▸ Trabajo requerido
En la primera oración del texto sobre Ana Pérez, enumera los adjetivos que aparecen entre rayas justo después de «atinadas palabras».

▸ Texto
────
Nunca hay atinadas palabras –adecuadas, ajustadas, precisas– al fallecimiento de nadie, pese a lo que sobre tal suele decirse: todo lo más benévolos constructos verbales de consuelo, tan artificiales como absolutamente necesarios, y hasta diríase imprescindibles, a toda despedida definitiva.
Pero Ana, aquí en nuestra ya entrañable ciudad fronteriza, era el Teatro por encima de cualquier otro condicionante. Y el arte dramático nunca ha dejado de ser, a decir de Federico García Lorca, la palabra que sube al escenario para que se le vean los huesos, la sangre… aunque esa palabra tantas veces sólo se sugiera a través de gestos e imágenes. Dos aspectos cuya importancia dramática se esforzaba Ana por transmitir e inculcar en la mente de los muchos alumnos que tuvieron el honor de recibir la magnífica impronta de sus clases. Y de las cuales puedo dar buena fe, cuando tantas veces vino a echarme una mano por el exceso de alumnado que uno, personalmente, tenía al respecto.
Ni qué decir, asimismo, de su verbo en la escena: la bien timbrada palabra y ajustada dicción de tantas de sus interpretaciones. Pero sobre todo, sin duda yo me quedaría con el recuerdo de Ana como mujer de palabra –o de su palabra como mujer, dada la relevancia de su condición femenina–. de las que uno puede fiarse y confiar en ella nada más escucharla.
Ana Pérez: siempre, siempre en el escenario de la vida; siempre de estreno.
────
▸ Datos proporcionados
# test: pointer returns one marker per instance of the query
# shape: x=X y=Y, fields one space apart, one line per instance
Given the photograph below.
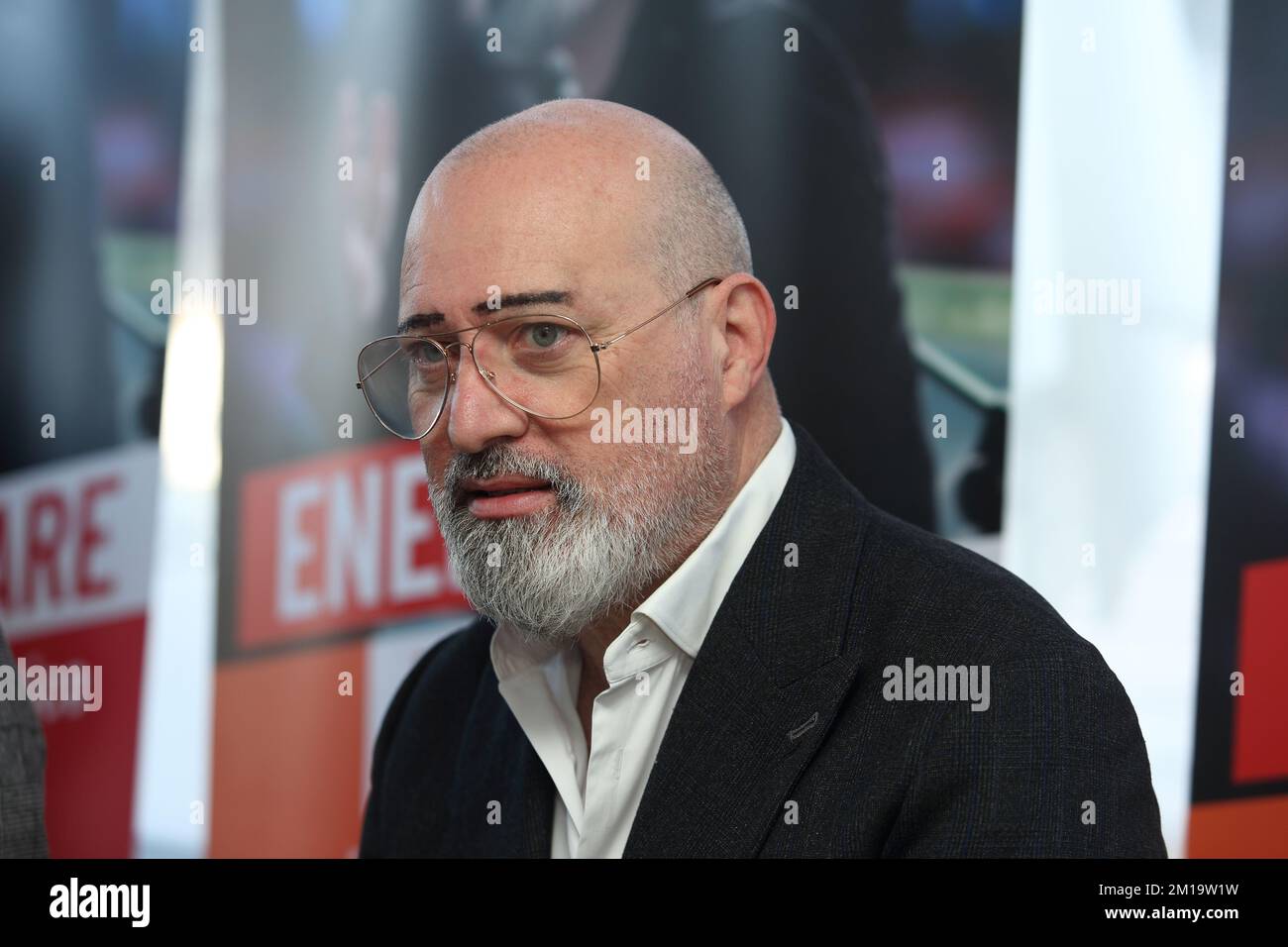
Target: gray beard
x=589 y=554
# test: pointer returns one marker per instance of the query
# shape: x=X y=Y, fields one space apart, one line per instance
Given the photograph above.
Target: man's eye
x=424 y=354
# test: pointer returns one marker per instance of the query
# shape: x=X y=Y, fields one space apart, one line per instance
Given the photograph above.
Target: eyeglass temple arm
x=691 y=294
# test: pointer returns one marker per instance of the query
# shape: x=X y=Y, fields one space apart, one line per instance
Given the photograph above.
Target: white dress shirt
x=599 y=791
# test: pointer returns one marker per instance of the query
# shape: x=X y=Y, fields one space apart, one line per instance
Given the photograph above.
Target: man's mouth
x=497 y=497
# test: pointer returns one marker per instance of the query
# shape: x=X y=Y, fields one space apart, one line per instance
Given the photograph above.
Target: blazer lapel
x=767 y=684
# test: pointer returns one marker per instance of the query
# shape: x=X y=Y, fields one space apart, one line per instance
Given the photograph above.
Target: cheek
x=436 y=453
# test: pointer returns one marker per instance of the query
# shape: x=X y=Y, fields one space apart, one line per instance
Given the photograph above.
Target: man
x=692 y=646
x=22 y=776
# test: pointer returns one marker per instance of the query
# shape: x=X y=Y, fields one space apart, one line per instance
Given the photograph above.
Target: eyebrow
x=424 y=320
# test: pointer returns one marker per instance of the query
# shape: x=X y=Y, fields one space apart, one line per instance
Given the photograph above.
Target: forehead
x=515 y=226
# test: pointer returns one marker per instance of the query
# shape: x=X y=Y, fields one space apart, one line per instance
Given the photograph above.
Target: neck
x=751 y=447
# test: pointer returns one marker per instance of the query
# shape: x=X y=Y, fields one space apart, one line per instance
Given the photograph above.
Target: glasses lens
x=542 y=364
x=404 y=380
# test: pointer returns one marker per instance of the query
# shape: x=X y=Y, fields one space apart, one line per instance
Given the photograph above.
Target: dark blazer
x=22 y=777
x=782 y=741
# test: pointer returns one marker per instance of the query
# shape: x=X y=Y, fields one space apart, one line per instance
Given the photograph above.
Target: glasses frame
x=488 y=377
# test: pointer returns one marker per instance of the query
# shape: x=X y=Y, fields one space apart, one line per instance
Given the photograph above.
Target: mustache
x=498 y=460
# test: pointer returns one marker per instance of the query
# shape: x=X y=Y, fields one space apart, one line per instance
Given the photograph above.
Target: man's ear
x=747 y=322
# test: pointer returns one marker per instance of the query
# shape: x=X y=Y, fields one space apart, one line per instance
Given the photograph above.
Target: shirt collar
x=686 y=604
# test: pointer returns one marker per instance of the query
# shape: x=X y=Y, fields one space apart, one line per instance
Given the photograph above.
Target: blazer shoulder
────
▸ Tarea resuelta
adecuadas, ajustadas, precisas